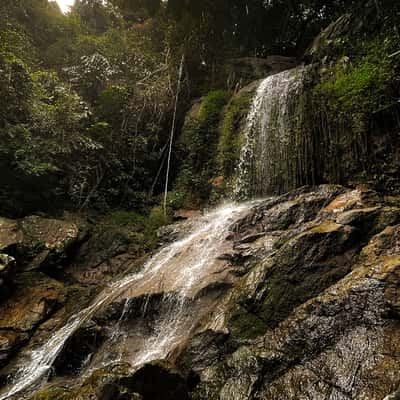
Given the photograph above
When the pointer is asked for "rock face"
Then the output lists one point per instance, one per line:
(301, 302)
(36, 242)
(242, 71)
(317, 316)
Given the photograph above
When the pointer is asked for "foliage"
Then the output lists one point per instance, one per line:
(230, 139)
(198, 147)
(356, 101)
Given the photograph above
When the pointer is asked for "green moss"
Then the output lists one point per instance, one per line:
(198, 147)
(230, 141)
(244, 325)
(136, 231)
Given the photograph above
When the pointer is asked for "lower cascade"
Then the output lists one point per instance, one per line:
(284, 297)
(178, 273)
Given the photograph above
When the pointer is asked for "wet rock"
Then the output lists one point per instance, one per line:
(341, 343)
(35, 298)
(37, 242)
(246, 69)
(10, 234)
(7, 272)
(46, 241)
(158, 381)
(102, 384)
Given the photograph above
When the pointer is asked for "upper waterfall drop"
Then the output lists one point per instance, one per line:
(268, 161)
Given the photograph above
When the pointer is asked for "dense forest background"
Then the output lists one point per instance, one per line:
(87, 98)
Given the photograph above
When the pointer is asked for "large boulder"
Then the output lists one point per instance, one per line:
(35, 298)
(317, 315)
(37, 242)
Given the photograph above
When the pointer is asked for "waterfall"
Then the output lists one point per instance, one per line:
(268, 157)
(179, 271)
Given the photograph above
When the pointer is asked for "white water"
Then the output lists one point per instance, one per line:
(180, 270)
(268, 134)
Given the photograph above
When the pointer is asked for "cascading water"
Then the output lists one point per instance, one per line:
(267, 162)
(179, 270)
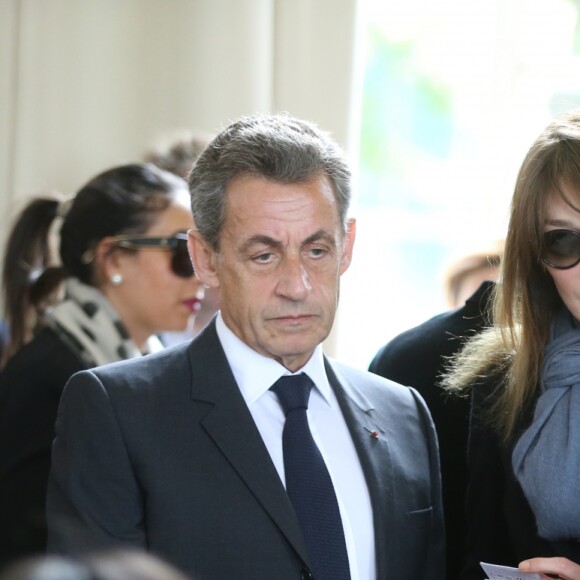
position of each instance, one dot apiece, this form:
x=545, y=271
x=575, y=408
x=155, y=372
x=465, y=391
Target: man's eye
x=263, y=258
x=318, y=252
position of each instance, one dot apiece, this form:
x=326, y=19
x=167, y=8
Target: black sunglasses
x=180, y=261
x=561, y=249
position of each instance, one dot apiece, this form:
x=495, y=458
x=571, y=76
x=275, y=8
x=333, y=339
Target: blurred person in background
x=417, y=358
x=123, y=275
x=178, y=156
x=109, y=565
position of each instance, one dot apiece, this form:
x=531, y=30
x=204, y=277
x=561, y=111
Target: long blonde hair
x=525, y=298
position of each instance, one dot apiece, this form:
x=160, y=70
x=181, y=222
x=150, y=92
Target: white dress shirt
x=255, y=374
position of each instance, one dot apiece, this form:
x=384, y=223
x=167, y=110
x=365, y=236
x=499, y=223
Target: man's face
x=282, y=252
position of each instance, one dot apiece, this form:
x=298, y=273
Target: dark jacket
x=30, y=388
x=416, y=358
x=162, y=453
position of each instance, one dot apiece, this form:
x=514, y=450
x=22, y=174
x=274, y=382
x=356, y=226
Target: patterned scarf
x=546, y=459
x=87, y=322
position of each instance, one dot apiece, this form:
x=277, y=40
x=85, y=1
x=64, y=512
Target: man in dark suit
x=417, y=358
x=188, y=453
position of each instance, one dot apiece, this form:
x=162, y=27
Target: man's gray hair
x=277, y=147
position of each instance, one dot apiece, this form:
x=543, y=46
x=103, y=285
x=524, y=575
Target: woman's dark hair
x=124, y=199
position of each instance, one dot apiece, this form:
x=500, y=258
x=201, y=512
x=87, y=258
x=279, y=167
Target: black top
x=30, y=388
x=416, y=358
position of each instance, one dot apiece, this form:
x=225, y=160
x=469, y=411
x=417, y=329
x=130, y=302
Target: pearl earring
x=116, y=279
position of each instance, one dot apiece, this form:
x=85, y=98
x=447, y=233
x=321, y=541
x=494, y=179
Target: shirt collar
x=256, y=373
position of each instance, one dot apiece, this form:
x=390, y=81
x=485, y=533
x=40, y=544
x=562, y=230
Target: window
x=454, y=93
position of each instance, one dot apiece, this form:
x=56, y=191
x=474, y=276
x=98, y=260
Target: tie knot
x=293, y=391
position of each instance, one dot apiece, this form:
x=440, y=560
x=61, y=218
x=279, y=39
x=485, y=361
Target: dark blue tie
x=308, y=483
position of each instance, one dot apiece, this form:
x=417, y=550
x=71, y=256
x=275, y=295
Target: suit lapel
x=372, y=446
x=231, y=426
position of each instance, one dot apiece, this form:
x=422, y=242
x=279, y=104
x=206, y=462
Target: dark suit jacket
x=417, y=358
x=30, y=388
x=163, y=453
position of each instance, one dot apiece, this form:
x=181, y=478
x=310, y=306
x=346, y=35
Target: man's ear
x=204, y=258
x=348, y=245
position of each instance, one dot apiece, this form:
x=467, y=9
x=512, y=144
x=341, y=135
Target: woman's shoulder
x=45, y=359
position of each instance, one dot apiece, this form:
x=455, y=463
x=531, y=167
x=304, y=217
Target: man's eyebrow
x=260, y=240
x=321, y=235
x=263, y=240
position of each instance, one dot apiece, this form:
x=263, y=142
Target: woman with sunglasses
x=122, y=275
x=523, y=374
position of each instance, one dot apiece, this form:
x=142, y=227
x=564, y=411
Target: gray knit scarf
x=546, y=459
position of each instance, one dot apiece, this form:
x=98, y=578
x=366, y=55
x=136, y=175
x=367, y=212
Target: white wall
x=87, y=84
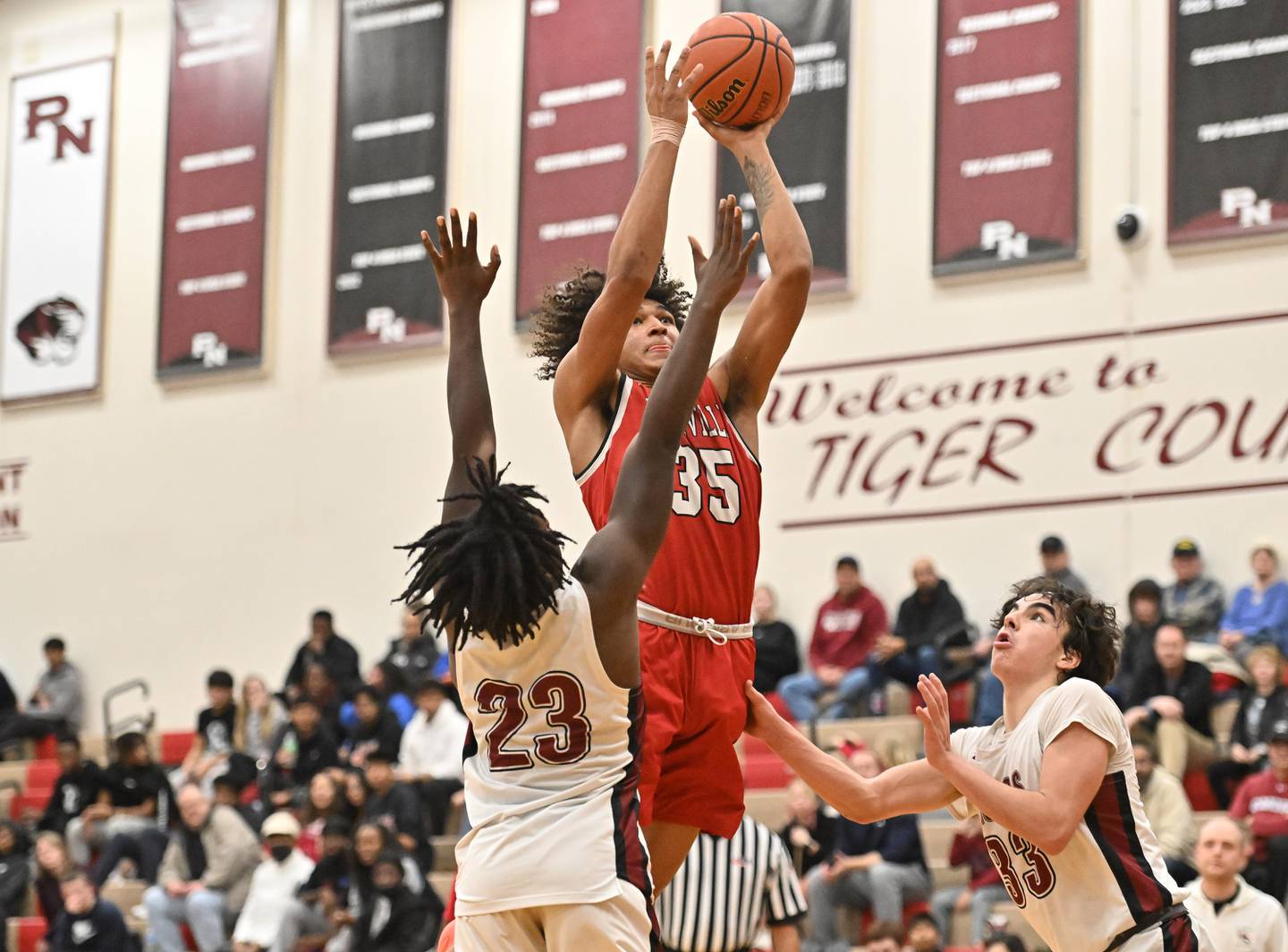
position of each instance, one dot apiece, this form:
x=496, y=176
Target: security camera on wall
x=1131, y=225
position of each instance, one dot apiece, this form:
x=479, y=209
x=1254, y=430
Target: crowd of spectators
x=301, y=818
x=304, y=812
x=1185, y=652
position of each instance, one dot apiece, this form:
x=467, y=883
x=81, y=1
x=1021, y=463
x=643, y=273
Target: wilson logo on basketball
x=715, y=107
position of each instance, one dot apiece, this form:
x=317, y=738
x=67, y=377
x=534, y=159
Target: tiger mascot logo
x=52, y=331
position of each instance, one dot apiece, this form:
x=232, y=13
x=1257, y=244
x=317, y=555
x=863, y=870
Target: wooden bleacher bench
x=896, y=740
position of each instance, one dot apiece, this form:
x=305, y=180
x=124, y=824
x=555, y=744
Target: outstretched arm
x=464, y=284
x=589, y=371
x=743, y=374
x=913, y=787
x=618, y=557
x=1073, y=768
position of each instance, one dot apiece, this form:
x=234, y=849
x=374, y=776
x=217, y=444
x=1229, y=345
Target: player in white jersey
x=1054, y=781
x=547, y=659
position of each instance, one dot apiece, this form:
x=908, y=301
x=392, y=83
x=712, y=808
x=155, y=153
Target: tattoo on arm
x=760, y=181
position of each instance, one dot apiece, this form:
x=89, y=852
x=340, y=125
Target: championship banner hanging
x=1006, y=134
x=581, y=115
x=55, y=223
x=1229, y=120
x=391, y=157
x=811, y=140
x=216, y=184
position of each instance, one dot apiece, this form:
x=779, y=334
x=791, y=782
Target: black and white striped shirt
x=725, y=888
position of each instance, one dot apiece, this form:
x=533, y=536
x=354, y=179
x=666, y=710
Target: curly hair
x=494, y=572
x=1092, y=625
x=556, y=324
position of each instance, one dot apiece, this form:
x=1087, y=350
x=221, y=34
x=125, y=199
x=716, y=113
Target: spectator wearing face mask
x=324, y=893
x=274, y=887
x=397, y=920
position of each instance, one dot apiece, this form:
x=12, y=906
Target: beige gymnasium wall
x=175, y=529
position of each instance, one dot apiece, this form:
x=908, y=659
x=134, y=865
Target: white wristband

· · ·

Set task> Count the lines in the records above that contain the string "pointer", matching case exactly, and give only the number.

Written solution> 11